* **What needs to be done**: Start to finish, write out the entries exactly, leaving the pictures aside.

Provided entries: Begin

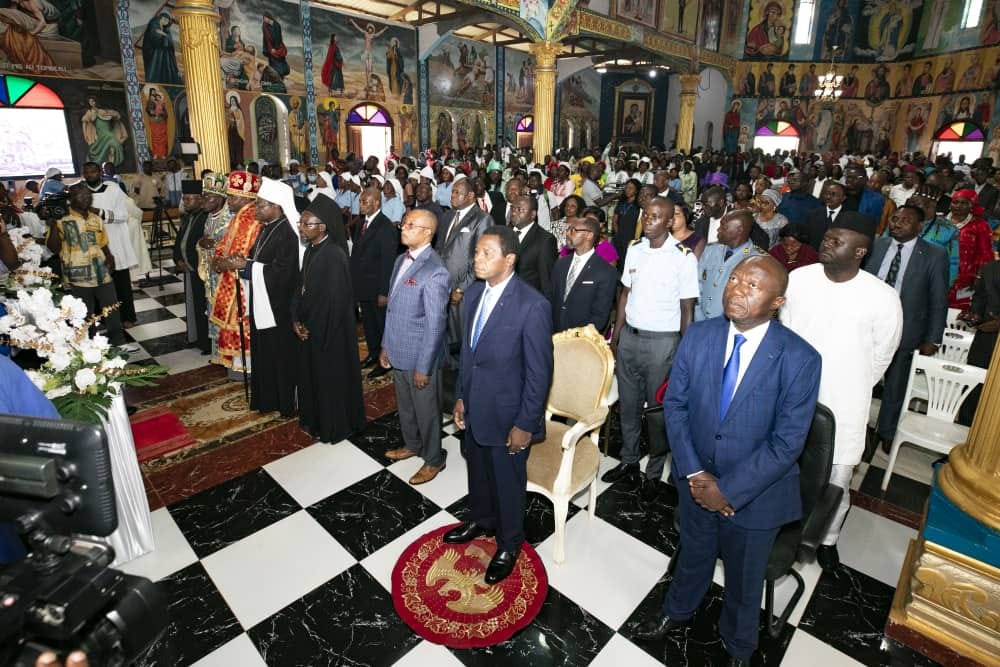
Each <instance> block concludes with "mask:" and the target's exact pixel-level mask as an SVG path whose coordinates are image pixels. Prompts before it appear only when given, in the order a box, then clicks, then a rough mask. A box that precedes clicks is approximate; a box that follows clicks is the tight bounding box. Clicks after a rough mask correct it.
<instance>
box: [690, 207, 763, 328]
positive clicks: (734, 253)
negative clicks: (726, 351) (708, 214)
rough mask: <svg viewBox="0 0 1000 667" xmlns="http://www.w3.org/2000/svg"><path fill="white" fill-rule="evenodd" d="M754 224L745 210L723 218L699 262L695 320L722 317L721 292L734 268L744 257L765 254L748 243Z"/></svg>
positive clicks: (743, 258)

Provided entries: End

* **Task answer**:
Each <instance> block concludes with "mask:" and the target's exact pixel-level mask as an SVG path whose coordinates are image pixels. Prompts before it appear only when given, in the order a box, then clicks, then a rough mask. A box that precedes clicks is approximate; a box that follows clicks is the tight bounding box. Clicks after a rough mask correct it.
<instance>
box: [690, 207, 763, 328]
positive clicks: (734, 253)
negative clicks: (726, 351) (708, 214)
rough mask: <svg viewBox="0 0 1000 667" xmlns="http://www.w3.org/2000/svg"><path fill="white" fill-rule="evenodd" d="M754 224L745 210L723 218L699 262L695 320L722 317L721 292L734 268L744 257L765 254L748 243Z"/></svg>
positive clicks: (743, 258)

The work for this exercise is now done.